TO DO: Return every one of the records below, copying each line verbatim with no changes.

SUPPLIED RECORDS:

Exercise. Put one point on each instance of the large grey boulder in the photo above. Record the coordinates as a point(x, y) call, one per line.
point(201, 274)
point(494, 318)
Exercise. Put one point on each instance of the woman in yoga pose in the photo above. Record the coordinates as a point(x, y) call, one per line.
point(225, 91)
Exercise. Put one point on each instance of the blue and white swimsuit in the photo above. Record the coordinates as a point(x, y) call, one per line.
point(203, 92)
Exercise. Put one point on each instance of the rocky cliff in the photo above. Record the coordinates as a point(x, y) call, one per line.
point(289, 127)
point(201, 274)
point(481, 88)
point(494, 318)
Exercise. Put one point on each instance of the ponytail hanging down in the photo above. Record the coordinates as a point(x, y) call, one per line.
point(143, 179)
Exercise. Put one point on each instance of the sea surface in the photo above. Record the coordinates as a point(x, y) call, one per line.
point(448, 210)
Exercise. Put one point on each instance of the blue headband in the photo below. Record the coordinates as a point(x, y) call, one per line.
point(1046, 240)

RESULT OF THIS TASK:
Exercise. Put one point on each instance of the large grey boulder in the photo above. Record the coordinates as a point(x, y) call, one per line.
point(201, 274)
point(494, 318)
Exercise. Put one point on each instance of the woman in yoga pose in the photo above. Record the coordinates as a point(x, y) call, one per line.
point(225, 91)
Exercise. Put one point on each instance of the blue and white swimsuit in the photo above. Record the coordinates as a point(x, y) call, one per line.
point(203, 92)
Exercise. Put one point on each instance of the rocky cliff in the photo above. Record the coordinates as a point(x, y) call, one per line.
point(289, 127)
point(201, 274)
point(481, 88)
point(494, 318)
Exercise. Put one point on each instance of the ponytail hanging down in the photo above. Record the coordinates as a point(x, y) call, one per line.
point(143, 179)
Exercise. Put one point on each instance of the sea surface in the photo above. Record the coordinates as a point(x, y) call, one per line.
point(448, 210)
Exercise. Put one point on each instance of the blue headband in the photo below. Record the coordinates as a point(x, y) call, one per line.
point(1046, 240)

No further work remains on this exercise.